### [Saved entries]

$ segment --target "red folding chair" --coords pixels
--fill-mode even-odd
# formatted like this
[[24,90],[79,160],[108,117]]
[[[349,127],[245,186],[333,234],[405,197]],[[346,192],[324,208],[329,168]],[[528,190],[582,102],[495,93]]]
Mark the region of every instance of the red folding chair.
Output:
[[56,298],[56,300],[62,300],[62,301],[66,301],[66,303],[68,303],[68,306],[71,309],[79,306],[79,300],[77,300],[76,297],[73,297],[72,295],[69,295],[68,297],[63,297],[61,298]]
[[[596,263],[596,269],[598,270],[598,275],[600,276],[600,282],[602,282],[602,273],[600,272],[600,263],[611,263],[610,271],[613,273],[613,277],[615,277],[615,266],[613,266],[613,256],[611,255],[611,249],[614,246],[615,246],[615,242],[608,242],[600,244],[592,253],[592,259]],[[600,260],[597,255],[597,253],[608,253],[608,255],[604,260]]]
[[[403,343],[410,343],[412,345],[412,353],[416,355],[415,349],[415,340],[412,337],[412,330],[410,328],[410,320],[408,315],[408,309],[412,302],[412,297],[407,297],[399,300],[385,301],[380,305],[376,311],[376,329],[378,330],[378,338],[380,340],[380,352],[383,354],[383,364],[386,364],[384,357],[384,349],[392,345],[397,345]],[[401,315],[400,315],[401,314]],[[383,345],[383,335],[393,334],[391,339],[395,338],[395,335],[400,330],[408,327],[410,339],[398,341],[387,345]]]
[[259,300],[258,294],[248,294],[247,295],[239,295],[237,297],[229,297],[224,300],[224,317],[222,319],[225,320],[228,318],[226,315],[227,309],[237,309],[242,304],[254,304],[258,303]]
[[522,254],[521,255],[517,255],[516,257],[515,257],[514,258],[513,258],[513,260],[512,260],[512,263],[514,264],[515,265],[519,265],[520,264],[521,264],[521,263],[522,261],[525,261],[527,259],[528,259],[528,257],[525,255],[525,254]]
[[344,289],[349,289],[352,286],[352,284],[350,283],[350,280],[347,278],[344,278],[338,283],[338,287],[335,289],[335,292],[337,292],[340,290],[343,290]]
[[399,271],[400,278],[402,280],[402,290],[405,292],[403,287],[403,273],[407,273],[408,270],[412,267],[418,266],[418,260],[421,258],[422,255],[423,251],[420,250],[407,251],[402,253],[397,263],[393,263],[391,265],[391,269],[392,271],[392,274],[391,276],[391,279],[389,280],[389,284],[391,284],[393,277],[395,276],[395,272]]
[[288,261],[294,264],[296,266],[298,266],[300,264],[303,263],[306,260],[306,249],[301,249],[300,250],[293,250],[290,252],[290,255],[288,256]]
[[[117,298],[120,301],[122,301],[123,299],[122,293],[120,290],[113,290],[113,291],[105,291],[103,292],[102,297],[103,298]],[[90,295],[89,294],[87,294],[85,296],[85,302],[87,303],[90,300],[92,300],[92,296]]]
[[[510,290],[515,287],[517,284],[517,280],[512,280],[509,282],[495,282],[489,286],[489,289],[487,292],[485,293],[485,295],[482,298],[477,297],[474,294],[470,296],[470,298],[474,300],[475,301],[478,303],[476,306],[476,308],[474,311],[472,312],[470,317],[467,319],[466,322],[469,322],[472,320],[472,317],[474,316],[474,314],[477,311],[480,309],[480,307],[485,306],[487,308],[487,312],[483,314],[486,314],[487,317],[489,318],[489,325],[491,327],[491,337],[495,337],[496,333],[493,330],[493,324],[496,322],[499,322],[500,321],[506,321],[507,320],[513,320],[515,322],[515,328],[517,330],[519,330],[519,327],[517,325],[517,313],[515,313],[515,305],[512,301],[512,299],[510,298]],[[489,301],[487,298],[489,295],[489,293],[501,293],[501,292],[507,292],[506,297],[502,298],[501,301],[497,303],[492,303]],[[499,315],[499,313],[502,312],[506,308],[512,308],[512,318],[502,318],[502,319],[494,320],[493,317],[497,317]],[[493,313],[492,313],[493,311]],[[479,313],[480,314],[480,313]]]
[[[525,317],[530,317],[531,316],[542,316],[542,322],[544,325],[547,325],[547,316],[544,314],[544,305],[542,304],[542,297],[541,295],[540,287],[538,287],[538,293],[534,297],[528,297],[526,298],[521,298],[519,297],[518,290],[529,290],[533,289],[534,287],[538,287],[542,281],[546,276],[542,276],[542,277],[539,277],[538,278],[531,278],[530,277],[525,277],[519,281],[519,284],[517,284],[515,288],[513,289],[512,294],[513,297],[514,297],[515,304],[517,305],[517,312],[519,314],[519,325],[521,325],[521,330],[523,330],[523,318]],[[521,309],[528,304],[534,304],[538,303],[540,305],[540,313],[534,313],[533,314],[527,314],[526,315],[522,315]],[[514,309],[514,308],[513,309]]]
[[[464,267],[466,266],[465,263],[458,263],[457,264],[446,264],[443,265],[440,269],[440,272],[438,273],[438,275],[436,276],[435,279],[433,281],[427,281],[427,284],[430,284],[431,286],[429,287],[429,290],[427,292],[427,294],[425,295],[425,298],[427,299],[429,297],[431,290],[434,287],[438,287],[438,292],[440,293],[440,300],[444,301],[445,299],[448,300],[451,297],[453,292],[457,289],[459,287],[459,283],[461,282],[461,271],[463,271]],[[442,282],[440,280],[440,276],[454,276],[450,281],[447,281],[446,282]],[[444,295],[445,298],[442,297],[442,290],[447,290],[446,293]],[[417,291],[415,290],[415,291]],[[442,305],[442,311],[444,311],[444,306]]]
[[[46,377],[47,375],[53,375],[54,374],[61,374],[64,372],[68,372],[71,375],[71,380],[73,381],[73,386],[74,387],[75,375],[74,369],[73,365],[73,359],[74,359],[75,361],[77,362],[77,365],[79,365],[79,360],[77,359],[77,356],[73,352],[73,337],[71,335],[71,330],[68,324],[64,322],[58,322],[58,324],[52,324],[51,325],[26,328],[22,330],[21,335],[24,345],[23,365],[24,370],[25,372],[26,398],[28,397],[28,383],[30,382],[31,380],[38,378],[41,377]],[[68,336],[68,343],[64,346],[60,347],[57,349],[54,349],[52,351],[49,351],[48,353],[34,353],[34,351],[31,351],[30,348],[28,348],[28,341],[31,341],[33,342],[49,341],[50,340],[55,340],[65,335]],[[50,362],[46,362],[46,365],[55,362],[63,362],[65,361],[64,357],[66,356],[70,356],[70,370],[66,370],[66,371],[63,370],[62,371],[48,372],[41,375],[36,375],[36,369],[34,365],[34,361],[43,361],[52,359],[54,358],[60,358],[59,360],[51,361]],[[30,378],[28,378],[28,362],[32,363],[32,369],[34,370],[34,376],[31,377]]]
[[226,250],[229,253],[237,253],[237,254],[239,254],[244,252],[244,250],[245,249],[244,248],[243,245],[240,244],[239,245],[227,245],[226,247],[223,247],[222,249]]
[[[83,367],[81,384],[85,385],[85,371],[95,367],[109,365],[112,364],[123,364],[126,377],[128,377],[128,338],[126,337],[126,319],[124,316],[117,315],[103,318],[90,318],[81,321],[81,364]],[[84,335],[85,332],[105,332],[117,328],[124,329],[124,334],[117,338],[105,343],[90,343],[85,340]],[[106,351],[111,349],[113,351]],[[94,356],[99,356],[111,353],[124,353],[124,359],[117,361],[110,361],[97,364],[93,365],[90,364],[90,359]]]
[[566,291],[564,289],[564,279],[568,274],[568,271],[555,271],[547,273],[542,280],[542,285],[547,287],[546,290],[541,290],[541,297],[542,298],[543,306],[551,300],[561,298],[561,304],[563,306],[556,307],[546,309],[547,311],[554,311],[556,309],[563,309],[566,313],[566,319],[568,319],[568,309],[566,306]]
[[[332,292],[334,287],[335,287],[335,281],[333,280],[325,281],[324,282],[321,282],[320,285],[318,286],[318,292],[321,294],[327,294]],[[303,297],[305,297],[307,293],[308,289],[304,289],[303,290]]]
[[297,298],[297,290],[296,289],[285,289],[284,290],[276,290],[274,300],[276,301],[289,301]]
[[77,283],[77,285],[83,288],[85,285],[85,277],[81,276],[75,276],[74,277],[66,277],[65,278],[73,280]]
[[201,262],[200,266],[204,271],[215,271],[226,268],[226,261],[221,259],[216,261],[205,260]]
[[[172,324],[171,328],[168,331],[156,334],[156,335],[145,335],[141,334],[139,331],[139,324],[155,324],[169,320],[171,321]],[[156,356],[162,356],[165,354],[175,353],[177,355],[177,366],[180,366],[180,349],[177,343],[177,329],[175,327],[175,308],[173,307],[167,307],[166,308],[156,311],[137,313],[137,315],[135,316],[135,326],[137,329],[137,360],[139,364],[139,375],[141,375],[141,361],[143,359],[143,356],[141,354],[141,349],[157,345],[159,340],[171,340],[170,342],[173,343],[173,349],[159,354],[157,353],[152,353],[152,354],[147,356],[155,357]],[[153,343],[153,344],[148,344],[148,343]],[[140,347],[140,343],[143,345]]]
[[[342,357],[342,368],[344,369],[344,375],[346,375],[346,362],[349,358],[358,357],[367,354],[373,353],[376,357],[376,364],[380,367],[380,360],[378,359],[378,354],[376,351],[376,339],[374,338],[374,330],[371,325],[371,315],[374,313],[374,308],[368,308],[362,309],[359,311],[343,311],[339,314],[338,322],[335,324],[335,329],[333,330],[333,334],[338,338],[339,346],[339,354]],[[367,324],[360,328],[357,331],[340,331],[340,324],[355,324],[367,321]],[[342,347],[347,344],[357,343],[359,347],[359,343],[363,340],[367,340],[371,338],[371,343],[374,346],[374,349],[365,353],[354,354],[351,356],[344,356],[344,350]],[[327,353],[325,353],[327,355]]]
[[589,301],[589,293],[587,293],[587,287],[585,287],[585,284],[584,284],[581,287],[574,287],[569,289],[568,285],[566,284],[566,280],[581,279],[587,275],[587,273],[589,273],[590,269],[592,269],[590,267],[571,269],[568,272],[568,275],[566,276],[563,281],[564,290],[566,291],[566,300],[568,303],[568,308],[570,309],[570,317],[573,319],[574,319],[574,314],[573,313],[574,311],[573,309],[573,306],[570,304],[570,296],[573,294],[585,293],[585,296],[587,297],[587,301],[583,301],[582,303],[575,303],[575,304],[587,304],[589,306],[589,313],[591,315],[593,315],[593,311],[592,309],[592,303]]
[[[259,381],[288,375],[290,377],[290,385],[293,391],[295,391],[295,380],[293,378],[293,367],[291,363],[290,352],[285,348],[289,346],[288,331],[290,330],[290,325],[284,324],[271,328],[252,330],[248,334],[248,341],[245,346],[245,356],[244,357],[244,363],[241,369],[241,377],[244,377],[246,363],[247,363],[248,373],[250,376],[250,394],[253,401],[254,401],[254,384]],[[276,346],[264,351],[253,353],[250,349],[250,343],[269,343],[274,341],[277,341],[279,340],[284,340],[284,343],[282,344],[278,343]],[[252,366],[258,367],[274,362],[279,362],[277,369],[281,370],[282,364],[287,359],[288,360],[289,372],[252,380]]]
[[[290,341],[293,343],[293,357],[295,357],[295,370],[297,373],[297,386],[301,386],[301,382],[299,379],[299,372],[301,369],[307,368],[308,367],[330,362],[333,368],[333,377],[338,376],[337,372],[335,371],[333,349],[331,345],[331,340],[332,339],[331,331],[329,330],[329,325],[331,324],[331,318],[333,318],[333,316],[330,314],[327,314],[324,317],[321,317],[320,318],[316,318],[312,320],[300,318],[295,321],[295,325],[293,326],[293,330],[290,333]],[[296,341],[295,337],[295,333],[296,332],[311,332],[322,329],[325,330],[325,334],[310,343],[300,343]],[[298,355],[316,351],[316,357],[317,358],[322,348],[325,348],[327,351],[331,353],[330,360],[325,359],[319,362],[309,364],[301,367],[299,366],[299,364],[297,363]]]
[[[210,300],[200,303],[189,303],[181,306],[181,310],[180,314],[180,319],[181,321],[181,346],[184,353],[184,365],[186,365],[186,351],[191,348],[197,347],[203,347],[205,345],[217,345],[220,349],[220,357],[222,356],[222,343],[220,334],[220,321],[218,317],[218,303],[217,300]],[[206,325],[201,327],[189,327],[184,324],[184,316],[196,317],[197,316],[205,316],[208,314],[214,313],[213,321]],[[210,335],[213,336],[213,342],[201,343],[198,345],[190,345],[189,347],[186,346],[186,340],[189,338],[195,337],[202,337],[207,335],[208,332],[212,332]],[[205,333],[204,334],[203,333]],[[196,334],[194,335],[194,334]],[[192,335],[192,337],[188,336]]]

### [Instruction]
Find every line in the rows above that contains the string "folding" and copy each such line in full. Treat the match as case-sensitive.

### [Problem solution]
$ segment --target "red folding chair" --coords pixels
Mark the region of every instance of the red folding chair.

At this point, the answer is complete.